Provided text.
The Biden administration's top priority, after virus control, will be "building a fiscal bridge to the other side of the crisis." That's what Jared Bernstein, a senior Biden economic adviser, told an IIF conference this week.

Why it matters: Biden has a very large and complex Building Back Better agenda, which includes some 800 different policy proposals and will cost some $3 trillion. But before even getting started on that, the Biden team plans to spend a lot of money — probably north of $1 trillion — on a short-term stimulus package.


Between the lines: In the fight over a potential stimulus package, the Trump administration is refusing to funnel money to state and local government. By contrast, says Bernstein, that will be top of the list for a Biden economic stimulus, because it comes with a high "fiscal multiplier."

Data to examine.

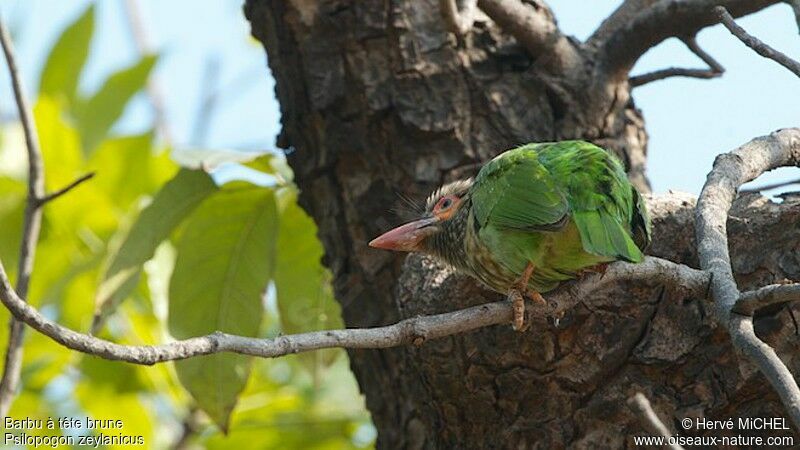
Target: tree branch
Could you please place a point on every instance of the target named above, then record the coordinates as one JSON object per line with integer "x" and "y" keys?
{"x": 754, "y": 43}
{"x": 54, "y": 195}
{"x": 731, "y": 170}
{"x": 630, "y": 32}
{"x": 642, "y": 408}
{"x": 795, "y": 4}
{"x": 534, "y": 27}
{"x": 750, "y": 302}
{"x": 32, "y": 222}
{"x": 415, "y": 331}
{"x": 460, "y": 22}
{"x": 714, "y": 70}
{"x": 768, "y": 187}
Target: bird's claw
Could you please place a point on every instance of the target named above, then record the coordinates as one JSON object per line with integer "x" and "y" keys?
{"x": 518, "y": 306}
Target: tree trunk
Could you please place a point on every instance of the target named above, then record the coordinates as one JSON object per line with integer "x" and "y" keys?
{"x": 379, "y": 99}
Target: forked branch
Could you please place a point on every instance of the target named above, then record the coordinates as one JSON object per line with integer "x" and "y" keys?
{"x": 714, "y": 70}
{"x": 754, "y": 43}
{"x": 731, "y": 170}
{"x": 415, "y": 330}
{"x": 31, "y": 225}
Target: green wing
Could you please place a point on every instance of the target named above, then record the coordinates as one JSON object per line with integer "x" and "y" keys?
{"x": 605, "y": 207}
{"x": 515, "y": 191}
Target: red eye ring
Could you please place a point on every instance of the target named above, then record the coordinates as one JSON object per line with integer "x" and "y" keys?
{"x": 445, "y": 203}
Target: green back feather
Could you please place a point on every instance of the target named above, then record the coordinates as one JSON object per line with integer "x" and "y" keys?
{"x": 537, "y": 186}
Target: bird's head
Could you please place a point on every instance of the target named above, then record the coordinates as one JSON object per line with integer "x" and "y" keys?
{"x": 441, "y": 211}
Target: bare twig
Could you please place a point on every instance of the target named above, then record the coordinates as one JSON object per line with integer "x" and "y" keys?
{"x": 731, "y": 170}
{"x": 460, "y": 22}
{"x": 415, "y": 331}
{"x": 210, "y": 90}
{"x": 754, "y": 43}
{"x": 714, "y": 70}
{"x": 795, "y": 4}
{"x": 154, "y": 91}
{"x": 750, "y": 302}
{"x": 639, "y": 25}
{"x": 534, "y": 27}
{"x": 54, "y": 195}
{"x": 642, "y": 408}
{"x": 31, "y": 226}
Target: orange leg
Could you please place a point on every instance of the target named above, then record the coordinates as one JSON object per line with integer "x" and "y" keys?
{"x": 515, "y": 294}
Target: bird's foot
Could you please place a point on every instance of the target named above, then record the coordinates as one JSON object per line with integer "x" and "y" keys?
{"x": 537, "y": 298}
{"x": 518, "y": 306}
{"x": 597, "y": 268}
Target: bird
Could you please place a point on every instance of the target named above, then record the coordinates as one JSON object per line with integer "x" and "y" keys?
{"x": 533, "y": 217}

The task.
Continue the text about the Biden team's stimulus plans from its last sentence onward, not the lines.

Output for this task.
  • The Biden team is looking at "getting the biggest bang for the buck," says Bernstein. Giving money to state and local governments has a multiplier of about 1.5, according to the San Francisco Fed. In other words, every $1 given to those governments increases GDP by about $1.50.

Other priorities with high multipliers include nutritional support and expanded unemployment benefits.

The bottom line, per Bernstein: The "fiscal bridge" is going to be needed even if a new stimulus package is passed between now and January. So long as the economy is well below potential — which it will be — Biden will want up-front spending in January.